START DATA TO USE
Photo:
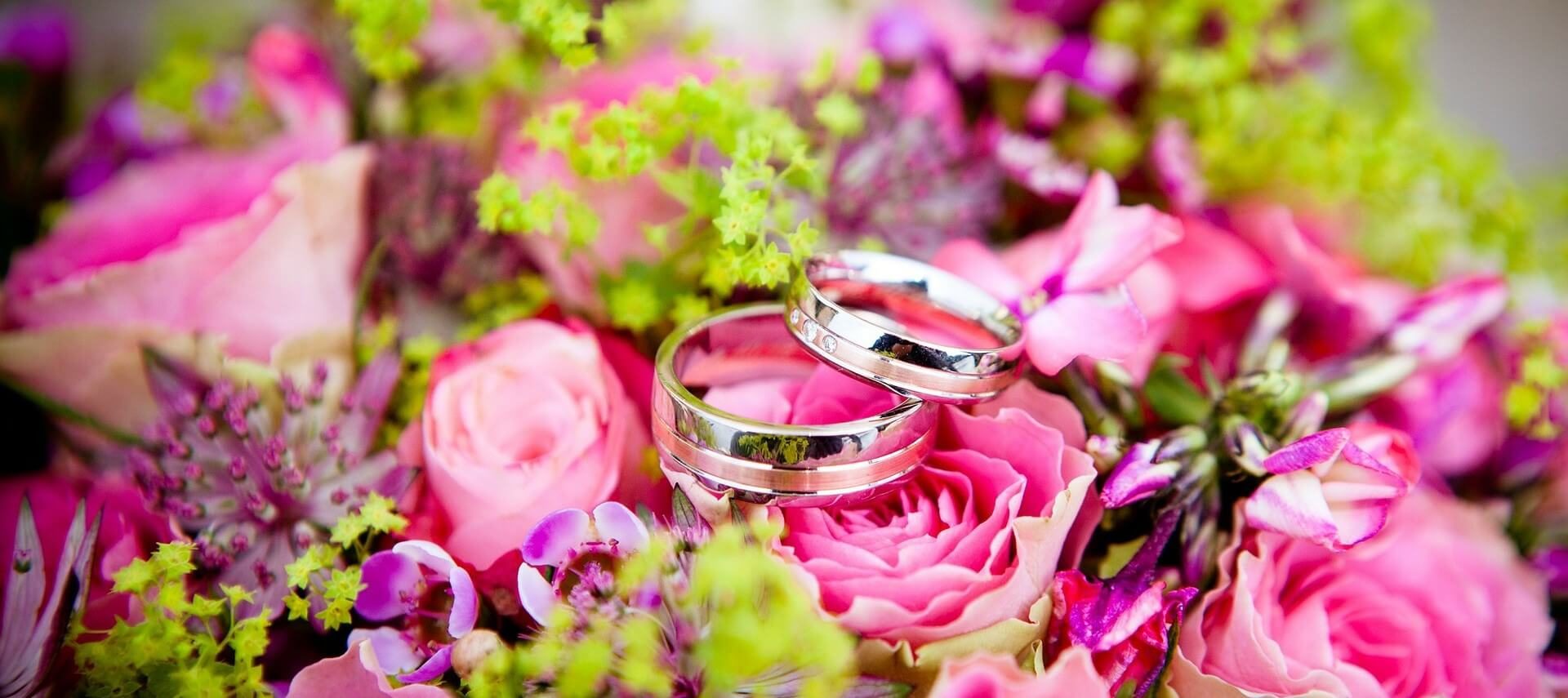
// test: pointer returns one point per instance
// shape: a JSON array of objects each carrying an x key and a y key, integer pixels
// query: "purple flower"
[
  {"x": 567, "y": 537},
  {"x": 1138, "y": 476},
  {"x": 38, "y": 38},
  {"x": 1327, "y": 490},
  {"x": 1123, "y": 621},
  {"x": 1437, "y": 323},
  {"x": 257, "y": 487},
  {"x": 32, "y": 625},
  {"x": 412, "y": 580}
]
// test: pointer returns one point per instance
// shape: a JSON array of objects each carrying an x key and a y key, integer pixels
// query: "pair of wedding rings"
[{"x": 893, "y": 322}]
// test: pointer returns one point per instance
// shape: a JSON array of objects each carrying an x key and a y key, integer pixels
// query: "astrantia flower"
[
  {"x": 1070, "y": 286},
  {"x": 1327, "y": 490},
  {"x": 257, "y": 487},
  {"x": 32, "y": 623},
  {"x": 916, "y": 176},
  {"x": 422, "y": 209},
  {"x": 412, "y": 580}
]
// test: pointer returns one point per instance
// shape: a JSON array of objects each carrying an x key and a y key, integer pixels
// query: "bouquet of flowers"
[{"x": 334, "y": 367}]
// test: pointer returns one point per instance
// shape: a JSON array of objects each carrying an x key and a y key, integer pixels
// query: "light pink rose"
[
  {"x": 969, "y": 543},
  {"x": 1437, "y": 604},
  {"x": 521, "y": 422},
  {"x": 998, "y": 677},
  {"x": 1071, "y": 286},
  {"x": 248, "y": 248},
  {"x": 623, "y": 207}
]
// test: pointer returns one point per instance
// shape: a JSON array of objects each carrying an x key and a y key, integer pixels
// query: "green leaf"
[{"x": 1174, "y": 396}]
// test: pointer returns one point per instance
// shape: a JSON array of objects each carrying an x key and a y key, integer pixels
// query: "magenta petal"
[
  {"x": 465, "y": 604},
  {"x": 1137, "y": 476},
  {"x": 535, "y": 595},
  {"x": 391, "y": 585},
  {"x": 438, "y": 664},
  {"x": 1099, "y": 325},
  {"x": 392, "y": 648},
  {"x": 427, "y": 554},
  {"x": 617, "y": 522},
  {"x": 1293, "y": 504},
  {"x": 1314, "y": 451},
  {"x": 554, "y": 538}
]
END DATA TO USE
=== EXERCISE DESCRIPTION ===
Recast every line of all the entries above as a Markdown table with the columns "Row" and "Text", giving each line a row number. Leave out blank lines and the pictures.

=== CORRECT ANSWER ===
| Row | Text |
|---|---|
| 1 | Photo: |
| 2 | // test: pointer returns one point per instance |
| 3 | // shape: a JSON array of objects each carrying an x key and a y key, integer pixels |
| 4 | // query: "purple flower" |
| 5 | [ |
| 6 |   {"x": 567, "y": 537}, |
| 7 |   {"x": 1138, "y": 476}, |
| 8 |   {"x": 38, "y": 38}, |
| 9 |   {"x": 1327, "y": 490}, |
| 10 |   {"x": 1123, "y": 621}, |
| 11 |   {"x": 1437, "y": 323}, |
| 12 |   {"x": 257, "y": 487}, |
| 13 |   {"x": 32, "y": 625}, |
| 14 |   {"x": 412, "y": 580} |
| 15 | ] |
| 16 | // test: pointer returns one point per instance |
| 17 | // shape: a JSON array of objects each carrying an x key and a y key, integer pixels |
| 18 | // query: "pair of wedding rings" |
| 19 | [{"x": 893, "y": 322}] |
| 20 | // test: pointer returns one point per instance |
| 21 | // shape: a JSON array of objects each carrying an x key and a y key, integer pixels |
| 22 | // query: "astrantia flower" |
| 23 | [ |
| 24 |   {"x": 1070, "y": 286}, |
| 25 |   {"x": 1327, "y": 490}, |
| 26 |   {"x": 257, "y": 487}, |
| 27 |   {"x": 32, "y": 623}, |
| 28 |   {"x": 916, "y": 176}, |
| 29 |   {"x": 422, "y": 209}, |
| 30 |   {"x": 412, "y": 580} |
| 31 | ] |
| 32 | // test: pointer returns one point per instance |
| 33 | // shape: a JSON array of objects each carrying an x key and a y key, integer pixels |
| 34 | // query: "bouquet of flowers" |
| 35 | [{"x": 334, "y": 367}] |
| 36 | // test: pointer returns one point per instance |
| 37 | // shape: a JSON array of objects each carrying an x key and a y key, integer pixels |
| 38 | // query: "light pink rose" |
| 39 | [ |
| 40 |   {"x": 969, "y": 543}, |
| 41 |   {"x": 1437, "y": 604}, |
| 42 |   {"x": 521, "y": 422}, |
| 43 |   {"x": 998, "y": 677}, |
| 44 |   {"x": 1071, "y": 286}, |
| 45 |   {"x": 248, "y": 248}, |
| 46 |   {"x": 623, "y": 207} |
| 47 | ] |
| 48 | // test: pointer returns one point per instance |
| 49 | // shape: a JSON array of objects each carrying an x key and a y key, integer pixels |
| 50 | // query: "green leaf" |
| 51 | [{"x": 1174, "y": 396}] |
| 52 | // test: pointer returns one point per instance |
| 53 | // shape: a JSON array of objects each carrying an x key and a y key, integer pixels |
| 54 | // query: "magenta petal" |
| 55 | [ |
| 56 |   {"x": 465, "y": 604}, |
| 57 |   {"x": 1137, "y": 476}, |
| 58 |   {"x": 535, "y": 595}, |
| 59 |   {"x": 391, "y": 585}, |
| 60 |   {"x": 438, "y": 664}, |
| 61 |   {"x": 1099, "y": 325}, |
| 62 |   {"x": 392, "y": 648}, |
| 63 |   {"x": 427, "y": 554}, |
| 64 |   {"x": 617, "y": 522}, |
| 65 |   {"x": 1293, "y": 504}, |
| 66 |   {"x": 1314, "y": 451}, |
| 67 |   {"x": 554, "y": 538} |
| 68 | ] |